__PROBLEM DESCRIPTION__. Identify each line in the records below that contains the word "glow", and copy it.

SUPPLIED DATA: Begin

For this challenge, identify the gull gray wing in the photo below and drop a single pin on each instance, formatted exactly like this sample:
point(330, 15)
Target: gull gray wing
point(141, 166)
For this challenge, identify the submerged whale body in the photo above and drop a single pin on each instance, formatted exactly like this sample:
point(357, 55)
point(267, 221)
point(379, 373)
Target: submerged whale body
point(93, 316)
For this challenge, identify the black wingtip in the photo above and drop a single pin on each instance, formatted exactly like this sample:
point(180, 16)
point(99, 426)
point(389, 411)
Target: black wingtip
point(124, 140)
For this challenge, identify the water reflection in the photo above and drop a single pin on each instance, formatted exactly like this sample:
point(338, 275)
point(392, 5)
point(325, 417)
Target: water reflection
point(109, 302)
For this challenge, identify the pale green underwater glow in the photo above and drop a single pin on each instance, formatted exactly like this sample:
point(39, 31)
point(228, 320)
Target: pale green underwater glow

SUPPLIED DATA: End

__SOLUTION__.
For this challenge, identify the pale green underwater glow in the photo above and drop a single pin on each instance, formatted exactly like this sample:
Target: pale green underwater glow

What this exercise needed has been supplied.